═══ RECORDS FOR PROCESSING
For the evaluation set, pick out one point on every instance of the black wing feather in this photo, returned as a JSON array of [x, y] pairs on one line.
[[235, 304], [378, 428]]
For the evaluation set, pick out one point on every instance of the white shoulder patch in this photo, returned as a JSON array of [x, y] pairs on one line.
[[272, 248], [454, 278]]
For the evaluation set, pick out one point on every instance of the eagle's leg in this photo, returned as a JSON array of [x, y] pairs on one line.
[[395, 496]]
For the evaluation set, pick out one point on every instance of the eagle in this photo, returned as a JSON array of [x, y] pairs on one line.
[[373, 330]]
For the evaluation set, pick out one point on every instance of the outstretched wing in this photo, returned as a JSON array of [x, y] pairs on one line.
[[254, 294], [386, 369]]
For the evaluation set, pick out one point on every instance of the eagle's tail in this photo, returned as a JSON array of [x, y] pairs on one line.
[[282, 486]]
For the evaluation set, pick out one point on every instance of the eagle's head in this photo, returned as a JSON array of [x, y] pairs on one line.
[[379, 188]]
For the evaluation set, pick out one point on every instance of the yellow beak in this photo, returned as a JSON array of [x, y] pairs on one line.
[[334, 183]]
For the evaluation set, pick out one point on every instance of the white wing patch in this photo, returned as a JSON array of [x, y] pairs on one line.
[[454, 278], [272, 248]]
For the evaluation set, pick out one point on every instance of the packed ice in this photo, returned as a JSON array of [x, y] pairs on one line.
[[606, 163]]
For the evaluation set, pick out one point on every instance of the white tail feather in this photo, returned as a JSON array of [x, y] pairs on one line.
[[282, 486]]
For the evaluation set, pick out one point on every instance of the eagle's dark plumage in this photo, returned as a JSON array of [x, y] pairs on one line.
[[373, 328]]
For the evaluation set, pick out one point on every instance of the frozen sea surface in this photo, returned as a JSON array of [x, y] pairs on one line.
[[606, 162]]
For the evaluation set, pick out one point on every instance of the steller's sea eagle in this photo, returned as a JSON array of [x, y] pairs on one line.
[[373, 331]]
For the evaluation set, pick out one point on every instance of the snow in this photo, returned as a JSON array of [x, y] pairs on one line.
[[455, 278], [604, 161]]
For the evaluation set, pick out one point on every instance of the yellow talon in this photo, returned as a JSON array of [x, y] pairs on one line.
══════
- **DIRECTIONS FOR THIS TASK**
Reproduce all of the material above, swapping "evaluation set" for "test set" wherever it appears and leaving everything else untouched.

- **SOLUTION TO THIS PROBLEM**
For the test set, pick out one point on every instance of the black wing feather in this photo, returned as a JSON array of [x, y] pairs on one line.
[[235, 304], [378, 428]]
For the test set, pick out one point on every instance of the white shoulder patch in this photo, returned as a JSON array of [x, y] pairs on one line.
[[272, 248], [454, 278]]
For the test set, pick out one point on every instance of the eagle's leg in this photo, returned as a JSON array of [x, y] pairs on one line.
[[395, 496]]
For the test set, pick out one point on every instance of the eagle in this photo, returned as a JSON array of [x, y] pairs on one line.
[[373, 330]]
For the test set, pick out one point on every instance of the outstretched wing in this photo, returned as a JSON array of [x, y] pairs on one line.
[[254, 294], [386, 369]]
For the test set, pick out one point on every instance of the eagle's tail in this photo, returned as a JSON array of [x, y] pairs on one line.
[[282, 486]]
For the test set, pick out one point on every instance of the eagle's head in this photo, returned as a JSON array of [x, y] pairs on one line.
[[379, 188]]
For the test set, pick out one point on every instance of the yellow beak in this photo, returned as a JSON array of [x, y] pairs on one line.
[[334, 183]]
For the test set, pick out one point on every instance of the white wing patch in this photo, returned as a JSON array of [x, y] pairs on one line.
[[454, 278], [272, 248]]
For the test set, pick out one point on every instance of the packed ice in this photo, returned as a JSON array of [x, y] pairs on one line.
[[606, 163]]
For the test set, pick out one point on every instance of the white tail feather in this photo, returned as a JSON array of [x, y] pairs on one line.
[[282, 486]]
For the test set, pick out one point on every instance of the eagle's dark plumage in this photo, returned as a JSON array of [x, y] pairs on one line.
[[373, 328]]
For the test set, pick out one point on every instance of the frozen sea surface in this photo, returned as a JSON array of [x, y] pairs on one line.
[[606, 162]]
For the test set, pick out one point on every instance of the steller's sea eagle in this photo, returned as a JSON array of [x, y] pairs on one line.
[[373, 331]]
For the test set, pick out one point on every instance of the snow in this photo, returned as a JSON array of [x, y] pairs on one line.
[[455, 278], [604, 161]]
For the test set, pick out one point on every instance of the yellow talon in this photo, returned as a JSON array of [x, y] pairs on one line.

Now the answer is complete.